> [Qué harás]
a - Indica si cada afirmación concuerda con el texto sobre los odiadores y justifica el sí o el no citando literalmente las palabras decisivas: (i) la RAE ya recoge en su diccionario la palabra correspondiente a "haters"; (ii) el odio resulta adictivo para quien lo expele; (iii) el odiador suele atacar a personas que conoce.
b - Prosigue el texto sobre los odiadores a partir de su última oración.

En tránsito
Eduardo Jordá
Opositar
Gafas de cerca
Dos rasgos han cobrado un auge social inusitado de la mano de la gravitación inexorable de las relaciones humanas hacia internet. El primero es la mala leche en barra libre, perpetrada por miles de personas denominadas en la jerga haters, o sea, odiadores (la RAE va tarde con su incorporación al diccionario). Uno se imagina a un sujeto desaseado, quizá con un pantalón de pijama que reclama lavadora y un hilillo de mala baba colgando del labio inferior, con varias ventanas abiertas en la pantalla, buscando la menor oportunidad para insultar con sarcasmo o sobrada crueldad a alguien por lo general desconocido en un hilo de Facebook o Whatsapp. El odiador tiene un arsenal de payasos, graciosillos, tontitas, subnormales y otras monerías prestas para ser lanzadas desde una trinchera remota contra un enemigo de ocasión; da igual quien sea, el caso es pegarse el regüeldo con una frecuencia que cada vez será mayor, el odio es adictivo -y de balde- para quien lo expele a tiro de clic. El odiador, por lo general, es un sabelotodo, un pontífice de la opinión no reconocido por los payasos, las tontitas y los subnormales. El odiador tiene el esófago repleto de cristalitos.

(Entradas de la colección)
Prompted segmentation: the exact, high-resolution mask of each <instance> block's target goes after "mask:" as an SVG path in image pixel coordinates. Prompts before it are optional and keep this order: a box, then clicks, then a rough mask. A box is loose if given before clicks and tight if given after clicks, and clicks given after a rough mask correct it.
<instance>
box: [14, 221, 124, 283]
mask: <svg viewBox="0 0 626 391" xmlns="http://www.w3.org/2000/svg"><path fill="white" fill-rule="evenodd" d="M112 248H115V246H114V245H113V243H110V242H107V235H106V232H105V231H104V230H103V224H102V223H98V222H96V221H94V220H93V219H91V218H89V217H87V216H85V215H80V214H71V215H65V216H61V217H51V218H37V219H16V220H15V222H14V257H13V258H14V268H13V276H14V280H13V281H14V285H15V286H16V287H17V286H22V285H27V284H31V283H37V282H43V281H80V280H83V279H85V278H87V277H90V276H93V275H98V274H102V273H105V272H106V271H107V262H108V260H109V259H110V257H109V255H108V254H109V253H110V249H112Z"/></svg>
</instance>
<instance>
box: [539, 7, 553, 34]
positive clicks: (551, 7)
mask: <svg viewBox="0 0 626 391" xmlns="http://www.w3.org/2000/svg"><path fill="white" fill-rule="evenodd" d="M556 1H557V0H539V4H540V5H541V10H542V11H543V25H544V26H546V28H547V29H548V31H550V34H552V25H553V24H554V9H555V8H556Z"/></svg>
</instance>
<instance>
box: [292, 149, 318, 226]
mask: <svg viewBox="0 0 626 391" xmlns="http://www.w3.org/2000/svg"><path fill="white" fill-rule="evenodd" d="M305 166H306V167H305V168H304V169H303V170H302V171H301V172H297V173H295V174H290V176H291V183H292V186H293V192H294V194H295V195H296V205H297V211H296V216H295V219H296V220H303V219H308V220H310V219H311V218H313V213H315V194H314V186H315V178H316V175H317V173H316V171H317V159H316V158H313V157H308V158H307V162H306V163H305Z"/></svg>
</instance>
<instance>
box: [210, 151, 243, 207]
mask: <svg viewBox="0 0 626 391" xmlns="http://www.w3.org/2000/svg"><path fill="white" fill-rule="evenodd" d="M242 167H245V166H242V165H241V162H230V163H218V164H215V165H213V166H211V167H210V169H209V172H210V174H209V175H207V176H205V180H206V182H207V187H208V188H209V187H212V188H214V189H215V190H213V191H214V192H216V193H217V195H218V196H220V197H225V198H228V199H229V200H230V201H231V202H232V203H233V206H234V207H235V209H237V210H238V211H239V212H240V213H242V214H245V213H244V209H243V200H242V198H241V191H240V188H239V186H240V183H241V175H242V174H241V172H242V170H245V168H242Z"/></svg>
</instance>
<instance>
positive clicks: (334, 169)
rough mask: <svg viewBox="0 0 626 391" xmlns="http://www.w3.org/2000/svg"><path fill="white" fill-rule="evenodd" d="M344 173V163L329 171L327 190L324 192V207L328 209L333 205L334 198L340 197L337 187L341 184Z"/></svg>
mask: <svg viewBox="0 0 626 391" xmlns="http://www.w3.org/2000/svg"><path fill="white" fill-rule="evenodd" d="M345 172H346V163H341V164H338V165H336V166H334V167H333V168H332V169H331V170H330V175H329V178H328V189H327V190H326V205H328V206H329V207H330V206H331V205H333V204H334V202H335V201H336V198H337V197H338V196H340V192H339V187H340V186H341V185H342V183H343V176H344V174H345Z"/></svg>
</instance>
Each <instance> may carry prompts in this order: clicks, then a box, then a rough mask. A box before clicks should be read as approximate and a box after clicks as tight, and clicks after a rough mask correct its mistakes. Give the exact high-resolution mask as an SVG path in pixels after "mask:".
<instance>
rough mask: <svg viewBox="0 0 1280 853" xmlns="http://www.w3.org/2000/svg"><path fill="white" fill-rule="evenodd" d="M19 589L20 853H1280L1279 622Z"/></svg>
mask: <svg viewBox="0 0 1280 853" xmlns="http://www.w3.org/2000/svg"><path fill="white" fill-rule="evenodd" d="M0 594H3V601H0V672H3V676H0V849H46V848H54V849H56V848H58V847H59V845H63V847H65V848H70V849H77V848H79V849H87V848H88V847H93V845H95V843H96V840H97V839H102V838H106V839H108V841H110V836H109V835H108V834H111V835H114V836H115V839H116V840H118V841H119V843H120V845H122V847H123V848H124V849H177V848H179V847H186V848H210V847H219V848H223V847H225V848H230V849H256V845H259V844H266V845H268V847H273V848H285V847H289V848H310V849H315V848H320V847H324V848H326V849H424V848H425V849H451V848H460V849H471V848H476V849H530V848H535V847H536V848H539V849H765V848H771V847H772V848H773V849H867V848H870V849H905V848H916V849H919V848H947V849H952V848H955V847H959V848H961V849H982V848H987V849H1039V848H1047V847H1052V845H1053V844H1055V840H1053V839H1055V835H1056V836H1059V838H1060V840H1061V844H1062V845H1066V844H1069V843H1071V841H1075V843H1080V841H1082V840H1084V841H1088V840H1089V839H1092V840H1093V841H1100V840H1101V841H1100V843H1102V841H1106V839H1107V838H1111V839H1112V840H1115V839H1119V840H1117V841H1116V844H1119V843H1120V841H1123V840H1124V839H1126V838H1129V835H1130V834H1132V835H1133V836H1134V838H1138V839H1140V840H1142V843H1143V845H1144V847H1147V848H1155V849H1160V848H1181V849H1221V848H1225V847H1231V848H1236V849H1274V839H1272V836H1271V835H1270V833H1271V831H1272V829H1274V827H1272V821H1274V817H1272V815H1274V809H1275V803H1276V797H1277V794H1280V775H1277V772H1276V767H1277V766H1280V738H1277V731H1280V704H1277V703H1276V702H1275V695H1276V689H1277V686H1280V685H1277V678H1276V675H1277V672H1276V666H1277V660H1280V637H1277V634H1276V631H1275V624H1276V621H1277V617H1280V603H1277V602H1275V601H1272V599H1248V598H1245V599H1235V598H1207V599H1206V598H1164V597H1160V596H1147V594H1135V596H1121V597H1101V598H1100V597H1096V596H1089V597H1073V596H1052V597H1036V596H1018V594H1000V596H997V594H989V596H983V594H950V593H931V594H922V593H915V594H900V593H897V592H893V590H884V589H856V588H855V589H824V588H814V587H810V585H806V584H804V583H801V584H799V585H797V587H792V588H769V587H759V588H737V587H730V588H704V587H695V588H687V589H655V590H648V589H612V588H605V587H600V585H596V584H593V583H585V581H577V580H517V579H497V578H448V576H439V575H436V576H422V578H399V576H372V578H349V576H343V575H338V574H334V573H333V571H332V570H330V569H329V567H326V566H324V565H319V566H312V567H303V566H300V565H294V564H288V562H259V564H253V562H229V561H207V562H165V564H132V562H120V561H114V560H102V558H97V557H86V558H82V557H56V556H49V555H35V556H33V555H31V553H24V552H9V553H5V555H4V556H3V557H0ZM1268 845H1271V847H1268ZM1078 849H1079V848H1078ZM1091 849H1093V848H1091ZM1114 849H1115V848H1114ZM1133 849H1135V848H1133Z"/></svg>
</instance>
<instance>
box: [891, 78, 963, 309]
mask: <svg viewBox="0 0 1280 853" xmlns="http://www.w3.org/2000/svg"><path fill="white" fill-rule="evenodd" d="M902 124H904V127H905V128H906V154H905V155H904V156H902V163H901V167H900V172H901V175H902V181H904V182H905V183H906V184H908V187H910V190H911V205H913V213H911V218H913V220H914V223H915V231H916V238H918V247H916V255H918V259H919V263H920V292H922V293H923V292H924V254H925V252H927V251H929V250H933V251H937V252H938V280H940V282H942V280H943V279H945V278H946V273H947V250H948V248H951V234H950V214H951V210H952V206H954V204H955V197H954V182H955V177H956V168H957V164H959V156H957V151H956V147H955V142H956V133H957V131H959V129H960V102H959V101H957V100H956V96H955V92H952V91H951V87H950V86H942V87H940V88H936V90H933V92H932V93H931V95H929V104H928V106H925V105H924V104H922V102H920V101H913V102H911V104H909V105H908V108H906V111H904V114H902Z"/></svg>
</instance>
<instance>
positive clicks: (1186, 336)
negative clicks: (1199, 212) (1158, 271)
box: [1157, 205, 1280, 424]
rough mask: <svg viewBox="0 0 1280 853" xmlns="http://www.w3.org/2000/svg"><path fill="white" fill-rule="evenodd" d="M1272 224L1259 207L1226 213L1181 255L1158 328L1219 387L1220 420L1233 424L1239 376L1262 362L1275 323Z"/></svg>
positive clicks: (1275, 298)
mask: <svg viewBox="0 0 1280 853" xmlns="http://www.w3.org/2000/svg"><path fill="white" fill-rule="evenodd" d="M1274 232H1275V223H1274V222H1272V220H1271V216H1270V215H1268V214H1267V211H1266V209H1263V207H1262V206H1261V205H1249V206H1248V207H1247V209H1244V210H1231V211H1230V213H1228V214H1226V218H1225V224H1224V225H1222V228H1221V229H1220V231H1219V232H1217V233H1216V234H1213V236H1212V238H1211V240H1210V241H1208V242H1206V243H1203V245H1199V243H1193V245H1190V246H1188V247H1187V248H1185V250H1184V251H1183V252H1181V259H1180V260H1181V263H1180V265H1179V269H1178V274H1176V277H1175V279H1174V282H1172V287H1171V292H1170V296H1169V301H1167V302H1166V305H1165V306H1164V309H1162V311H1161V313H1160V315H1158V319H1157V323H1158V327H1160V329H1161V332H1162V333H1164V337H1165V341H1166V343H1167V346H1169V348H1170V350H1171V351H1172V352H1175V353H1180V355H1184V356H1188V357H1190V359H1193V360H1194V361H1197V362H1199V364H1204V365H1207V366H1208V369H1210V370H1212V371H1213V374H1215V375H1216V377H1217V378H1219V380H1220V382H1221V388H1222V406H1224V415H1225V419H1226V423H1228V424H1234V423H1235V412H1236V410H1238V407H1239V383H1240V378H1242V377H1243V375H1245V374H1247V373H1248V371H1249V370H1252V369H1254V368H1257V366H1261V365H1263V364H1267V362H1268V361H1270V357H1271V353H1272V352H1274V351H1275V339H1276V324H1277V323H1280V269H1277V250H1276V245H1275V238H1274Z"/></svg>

> [Respuestas]
a -
(i) No: «la RAE va tarde con su incorporación al diccionario».
(ii) Sí: «el odio es adictivo -y de balde- para quien lo expele a tiro de clic».
(iii) No: «a alguien por lo general desconocido».

b -
El segundo rasgo efervescente en las relaciones digitales del XXI es el escepticismo, que mueve a reeditar aquel "yo no me creo ná" que tanto usaba el lenguaje cheli en otro tiempo. Las trolas distribuidas por los Doctor No de andar por casa o por malévolos manipuladores de masas circulan camufladas entre noticias y vídeos veraces, y no hay agentes 007 que paren los ríos de mentiras. Los queos, llamados fake news con anglosajona propiedad, provocan una reacción de incredulidad preventiva, que activamos por pura autoprotección. A nadie le gusta que le digan "Jacinto, eso es un fake, no te creas todo lo que encuentras en internet": Jacinto se viene abajo, acharado, porque la fraterna reconvención se la han hecho delante de sus 625 amigos de Facebook. Un palazo para su imagen de marca en las redes; tu reputación como influencer -no debidamente reconocido-, por los suelos. Se impone la prudencia en su forma más amarga, el descreimiento. La metarrealidad y sus mundos impostados, con lamparones en el pijama sobre el que se apoya la tablet o con aviesas y globales intenciones demagógicas, mueve a la mala leche y a un escepticismo en permanente mosqueo. Mientras nos metemos en terapia y no, hay que comenzar a aceptar que tenemos que protegernos de internet, de sus prodigios y sus sioux con sus tomahawk en ristre detrás de los matojos cibernéticos.